* Start Supplied records *
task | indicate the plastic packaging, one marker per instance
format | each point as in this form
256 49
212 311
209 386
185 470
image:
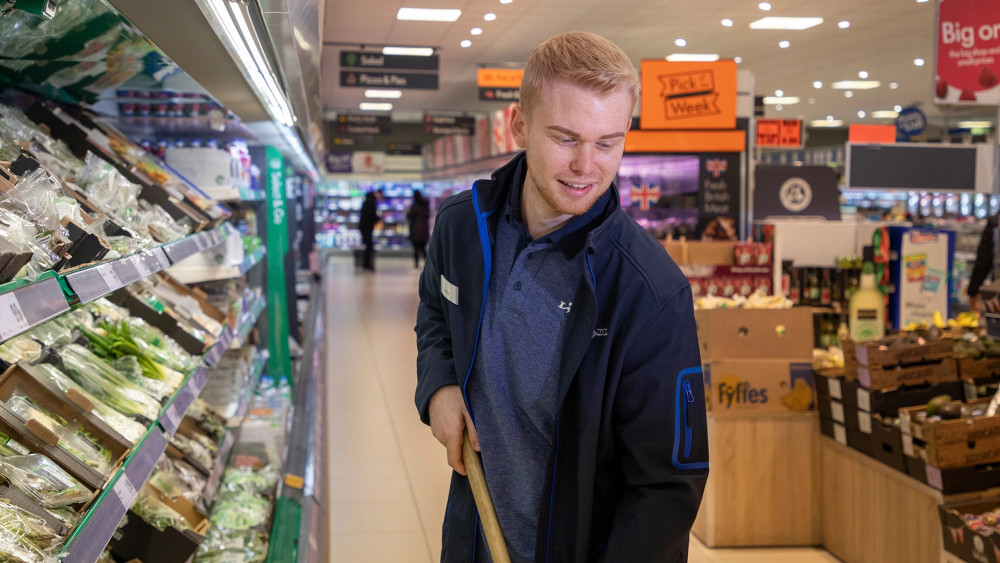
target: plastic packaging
40 478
* End Supplied records *
_Brief_. Write out all the items again line by line, requests included, and leave the pictures out. Shift every coordinate in the answers by adding -103 to it.

_Task response_.
task | indicate the plastic packaging, one marker per instance
format | each point as in this form
256 49
212 311
209 386
185 470
image:
target: plastic packaging
-63 375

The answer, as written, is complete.